_Page extract_.
*-*-*
# Pulling the plug



## MYM1430 (Nov 7, 2011)

Sex in my marriage has been waning for the last few years in both quantity and quality. It is mostly my fault. But I am convinced it will be easier for me to handle if there is no sex at all than poor sex a couple times a month. I love my wife, desire her sexually, have quality time with her but I feel like our sexuality is dying. Neither of us seem willing to make a move in the right direction. Is a sexual moratorium a reasonable alternative to poor, infrequent sex? Has it worked for anyone?


----------



## Drover (Jun 11, 2012)

MYM1430 said:


> Sex in my marriage has been waning for the last few years in both quantity and quality. It is mostly my fault. But I am convinced it will be easier for me to handle if there is no sex at all than poor sex a couple times a month. I love my wife, desire her sexually, have quality time with her but I feel like our sexuality is dying. *Neither of us seem willing to make a move in the right direction. *Is a sexual moratorium a reasonable alternative to poor, infrequent sex? Has it worked for anyone?
*-*-*
_Data rows_.
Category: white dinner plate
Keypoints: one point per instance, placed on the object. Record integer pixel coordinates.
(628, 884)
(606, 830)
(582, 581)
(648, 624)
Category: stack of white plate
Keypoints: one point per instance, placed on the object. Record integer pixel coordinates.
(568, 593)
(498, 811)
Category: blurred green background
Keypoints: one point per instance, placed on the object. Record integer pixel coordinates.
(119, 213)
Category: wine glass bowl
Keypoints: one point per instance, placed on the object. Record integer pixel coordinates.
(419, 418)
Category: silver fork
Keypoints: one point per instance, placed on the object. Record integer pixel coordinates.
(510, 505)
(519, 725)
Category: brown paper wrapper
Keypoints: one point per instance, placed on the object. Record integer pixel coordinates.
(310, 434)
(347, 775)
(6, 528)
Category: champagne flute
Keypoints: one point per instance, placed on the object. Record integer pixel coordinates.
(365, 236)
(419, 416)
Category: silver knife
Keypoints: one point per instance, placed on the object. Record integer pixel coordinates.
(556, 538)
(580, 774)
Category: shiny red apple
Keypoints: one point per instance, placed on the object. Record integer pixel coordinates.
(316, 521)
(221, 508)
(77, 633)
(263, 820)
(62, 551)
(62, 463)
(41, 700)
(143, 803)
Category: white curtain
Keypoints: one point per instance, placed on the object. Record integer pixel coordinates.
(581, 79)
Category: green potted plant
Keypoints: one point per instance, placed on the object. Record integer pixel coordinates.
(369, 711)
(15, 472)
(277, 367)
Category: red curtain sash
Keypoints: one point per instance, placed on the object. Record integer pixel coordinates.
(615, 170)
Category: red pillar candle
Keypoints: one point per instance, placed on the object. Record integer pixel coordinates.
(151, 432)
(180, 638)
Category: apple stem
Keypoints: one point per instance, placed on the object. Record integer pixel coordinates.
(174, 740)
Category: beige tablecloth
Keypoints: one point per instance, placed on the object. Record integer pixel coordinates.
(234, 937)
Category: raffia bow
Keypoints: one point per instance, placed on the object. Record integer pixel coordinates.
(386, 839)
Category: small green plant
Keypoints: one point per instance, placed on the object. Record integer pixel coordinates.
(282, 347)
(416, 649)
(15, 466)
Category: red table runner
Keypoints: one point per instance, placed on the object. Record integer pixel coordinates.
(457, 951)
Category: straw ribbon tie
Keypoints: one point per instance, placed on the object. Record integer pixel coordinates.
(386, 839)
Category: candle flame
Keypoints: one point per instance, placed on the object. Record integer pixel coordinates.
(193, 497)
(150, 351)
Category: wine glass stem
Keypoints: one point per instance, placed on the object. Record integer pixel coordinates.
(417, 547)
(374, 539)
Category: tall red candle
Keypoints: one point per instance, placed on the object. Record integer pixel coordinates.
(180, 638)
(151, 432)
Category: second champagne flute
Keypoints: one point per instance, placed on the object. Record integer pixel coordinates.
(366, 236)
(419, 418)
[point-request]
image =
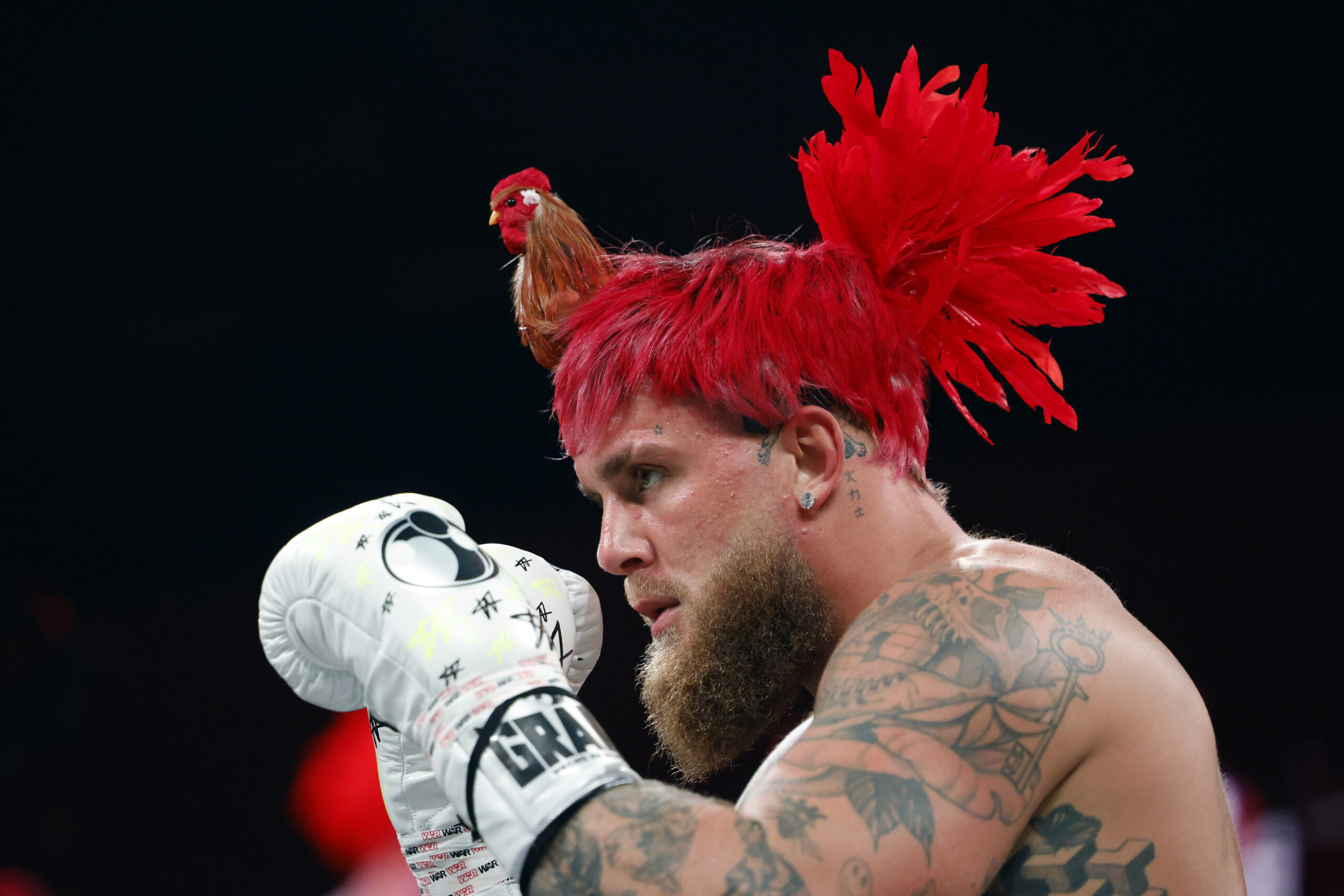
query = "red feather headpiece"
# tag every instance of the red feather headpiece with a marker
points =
*-*-*
_Tasks_.
a. Reproduce the forum thread above word for word, from "# Pulling the" up to and including "(Jun 11, 2012)".
b. Answer these questions using the forum thread above:
(i) On what date did MYM1430 post?
(ii) Which user replied, and on what date?
(iii) What alternative to poor, infrequent sex does the original post ask about?
c. Go on with the forum thread above from the point where it stops.

_Answers below_.
a.
# Pulling the plug



## MYM1430 (Nov 7, 2011)

Sex in my marriage has been waning for the last few years in both quantity and quality. It is mostly my fault. But I am convinced it will be easier for me to handle if there is no sex at all than poor sex a couple times a month. I love my wife, desire her sexually, have quality time with her but I feel like our sexuality is dying. Neither of us seem willing to make a move in the right direction. Is a sexual moratorium a reasonable alternative to poor, infrequent sex? Has it worked for anyone?


----------



## Drover (Jun 11, 2012)

b.
(i) Nov 7, 2011
(ii) Drover, on Jun 11, 2012
(iii) A sexual moratorium

c.
What does that mean, "make a move in the right direction"? Why aren't you having sex more? Which one of you doesn't want sex more? Are you initiating and getting rejected? Is she? Have you tried anything to spice it up? Have you discussed this with her?


----------



## A Bit Much (Sep 14, 2011)

> Neither of us seem willing


Without the will to make changes, you continue to fail one another.

It starts with you.


----------



## MYM1430 (Nov 7, 2011)

I have had some self-esteem/depression issues over the years. She had developed a Vitamin D defeciency and things went from there. My initiating died out about a year ago but it was never very strong. I think I interpreted her resisting as rejection for many years when she just needed an extra push. No spice. No discussion.


----------



## A Bit Much (Sep 14, 2011)

It's been my understanding that sexless marriages are pretty miserable. 

Personally, 1/2 the reason I got married was for the regularity of sex. I love it. I need it. It's a necessary part of my life... sharing physical love with my husband is the greatest expression of my love for him in a way he completely understands. I couldn't imagine not having that bond with him. I know we'll get older and the sex will slow down and maybe stop, but while we're still able, we're getting it on.


----------



## MYM1430 (Nov 7, 2011)

How do I start the conversation? I fear that there are deeper issues that will come out if we open up about this.


----------



## A Bit Much (Sep 14, 2011)

MYM1430 said:


> How do I start the conversation? I fear that there are deeper issues that will come out if we open up about this.


What do you have to lose? Just start talking about it. Start with the fact that you know she can't be happy with your relationship. It's the truth isn't it?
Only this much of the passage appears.